Market analyses claim that in the future, networking will shift more and more towards so-called Open Networking. Open Networking relies mainly on hardware and software disaggregation, i.e. with open standard bare-metal equipment and a choice of independent NOS (Network Operating System). Such an approach fits with the main industry trends, like Software-Defined Networking, virtualization, containerization and of course, cloud computing.
Other benefits of open networking include:
- Flexible architecture
- CAPEX and OPEX savings
- Avoiding vendor lock-in
- Community-driven innovation
The purpose of this article is to share our experience gained during our attempt to use SONiC for a sample, but non-standard use case.
SONiC - what is it and where has it come from?
SONiC, which stands for Software for Open Networking in the Cloud, is an open-source, Linux-based NOS dedicated to running network equipment. Originally developed by Microsoft and the Open Compute Project (OCP), and currently hosted by the Linux Foundation, SONiC is steadily gaining recognition in the networks and open-source communities as a driver of innovation for which industry reports forecast further rapid revenue growth in upcoming years.
The solution was primarily developed to equip Microsoft’s own Azure data centers’ switches, and proved its value in such a role. It was then open sourced and is now freely available on GitHub. Today’s releases already offer out of the box a strong portfolio of network functions, which can be extended independently from the hardware vendors - and this is what our work aims to cover.
──────────────────────────────
## Tasks to perform
(1) Answer these from the article on SONiC:
(a) What is the last benefit of open networking in the article's list?
(b) What does the name SONiC stand for?
(c) Which organization hosts SONiC now?
(2) Pick up the article on SONiC after its last sentence and keep writing.
You won't need the rows that come next.
──────────────────────────────
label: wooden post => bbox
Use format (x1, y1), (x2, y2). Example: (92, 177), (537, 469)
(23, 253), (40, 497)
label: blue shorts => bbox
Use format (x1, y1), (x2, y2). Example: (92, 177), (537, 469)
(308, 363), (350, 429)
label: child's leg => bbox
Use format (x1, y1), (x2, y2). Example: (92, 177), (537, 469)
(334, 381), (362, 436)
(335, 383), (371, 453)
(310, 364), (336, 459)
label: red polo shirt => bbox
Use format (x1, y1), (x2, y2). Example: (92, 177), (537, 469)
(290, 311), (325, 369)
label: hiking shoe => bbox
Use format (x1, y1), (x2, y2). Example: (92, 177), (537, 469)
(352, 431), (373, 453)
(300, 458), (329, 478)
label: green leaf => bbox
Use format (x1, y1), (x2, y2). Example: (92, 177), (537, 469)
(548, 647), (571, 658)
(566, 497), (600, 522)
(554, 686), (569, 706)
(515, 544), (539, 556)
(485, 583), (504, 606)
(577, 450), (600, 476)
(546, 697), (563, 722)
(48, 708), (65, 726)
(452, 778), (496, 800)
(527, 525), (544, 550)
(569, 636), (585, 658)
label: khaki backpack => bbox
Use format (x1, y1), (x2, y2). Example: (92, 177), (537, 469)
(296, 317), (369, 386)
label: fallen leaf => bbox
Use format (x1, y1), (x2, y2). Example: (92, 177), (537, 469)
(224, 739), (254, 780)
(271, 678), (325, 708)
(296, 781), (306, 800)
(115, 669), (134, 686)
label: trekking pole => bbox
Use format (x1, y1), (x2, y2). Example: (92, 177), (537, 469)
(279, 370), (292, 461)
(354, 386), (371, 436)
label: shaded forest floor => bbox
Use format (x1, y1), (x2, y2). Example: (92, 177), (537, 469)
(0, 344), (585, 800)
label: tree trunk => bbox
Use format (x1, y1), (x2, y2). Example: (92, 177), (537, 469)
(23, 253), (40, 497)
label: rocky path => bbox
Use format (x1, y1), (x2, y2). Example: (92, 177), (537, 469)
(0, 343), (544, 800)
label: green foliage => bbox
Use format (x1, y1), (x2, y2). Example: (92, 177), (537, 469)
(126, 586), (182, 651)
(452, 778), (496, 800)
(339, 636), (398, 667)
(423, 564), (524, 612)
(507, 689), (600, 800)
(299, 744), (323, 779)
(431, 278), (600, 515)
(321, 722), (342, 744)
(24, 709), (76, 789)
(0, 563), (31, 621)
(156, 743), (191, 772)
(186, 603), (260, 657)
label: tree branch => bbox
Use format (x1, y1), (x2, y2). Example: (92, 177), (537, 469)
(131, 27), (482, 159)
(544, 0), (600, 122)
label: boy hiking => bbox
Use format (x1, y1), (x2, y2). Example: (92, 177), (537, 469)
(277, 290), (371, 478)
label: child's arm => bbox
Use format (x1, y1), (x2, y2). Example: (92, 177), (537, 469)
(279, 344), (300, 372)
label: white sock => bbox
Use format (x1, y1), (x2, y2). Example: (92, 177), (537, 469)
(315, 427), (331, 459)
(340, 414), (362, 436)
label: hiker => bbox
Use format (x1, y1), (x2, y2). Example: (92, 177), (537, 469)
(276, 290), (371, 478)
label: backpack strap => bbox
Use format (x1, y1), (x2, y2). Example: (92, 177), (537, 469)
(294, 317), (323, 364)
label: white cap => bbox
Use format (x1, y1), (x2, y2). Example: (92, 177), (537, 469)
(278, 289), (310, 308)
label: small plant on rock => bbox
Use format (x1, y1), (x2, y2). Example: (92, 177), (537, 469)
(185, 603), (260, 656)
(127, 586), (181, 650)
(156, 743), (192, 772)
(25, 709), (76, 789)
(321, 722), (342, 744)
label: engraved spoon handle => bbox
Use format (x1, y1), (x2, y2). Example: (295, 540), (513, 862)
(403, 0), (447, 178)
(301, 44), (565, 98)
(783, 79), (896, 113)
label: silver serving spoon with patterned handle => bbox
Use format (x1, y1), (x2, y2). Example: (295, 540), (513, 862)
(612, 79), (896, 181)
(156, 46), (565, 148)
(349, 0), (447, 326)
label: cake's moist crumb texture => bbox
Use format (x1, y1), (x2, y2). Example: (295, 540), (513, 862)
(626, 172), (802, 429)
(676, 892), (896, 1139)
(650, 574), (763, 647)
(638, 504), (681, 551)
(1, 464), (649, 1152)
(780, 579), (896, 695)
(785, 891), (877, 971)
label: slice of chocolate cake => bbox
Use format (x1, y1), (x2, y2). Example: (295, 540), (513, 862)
──────────────────────────────
## In response
(1)
(a) Community-driven innovation
(b) Software for Open Networking in the Cloud
(c) The Linux Foundation

(2)
The ecosystem is already jaw-dropping, involving 50+ global software and hardware giants and will definitely grow further. On the development side, while the Linux Foundation primarily focuses on the software component, it has partnered with OCP to align with the hardware part, in particular the SAI specification (Switch Abstraction Interface), which is assumedly the key enabler to provide SONiC developers with a vendor-independent way of controlling forwarding elements like ASIC.
Fig. 1 SONiC logo
What were we trying to achieve with SONiC?
Observing the recognition which SONiC has gained since its initial release in 2016, we at Codilime decided to conduct our own experiment and gain some hands-on experience in order to form our own opinion, and potentially seed a new competence in our portfolio. Our goal was to find out how difficult and labor- and time-intensive it would be to deliver a relatively uncomplicated, custom (natively unsupported) network functionality for SONiC.
After checking the portfolio of supported features in SONiC, we decided to design and build a proof of concept of a simple load balancing functionality, allowing to distribute packets based on the ISO OSI layer 4 payload (chosen fields from the payload of layer 4). As an example use case, we’ve chosen the GTP-U protocol (which is carried as a layer 4 payload) with the distribution to be based on the Tunnel Endpoint IDs (TEID) field value. GTP-U stands for GPRS Tunneling Protocol - User plane; it is one of the key protocols in the mobile networks of all generations, from 2G through 5G.
The example, even though quite specific, has the potential for relatively wide generalization, making our work useful for a larger set of use cases involving other upper layer protocols and various load balancing strategies. Our case uses GTP’s TEID field to make load balancing decisions, but may also very well be based on a completely different field or fragment belonging to a completely different network unit. The real question we wanted to address was how tedious it would be to develop a feature, not necessarily this particular one.
SONiC and SAI - architecture and key components
The SONiC system has a modular architecture built on independent Docker containers interacting with each other through a central Redis database engine.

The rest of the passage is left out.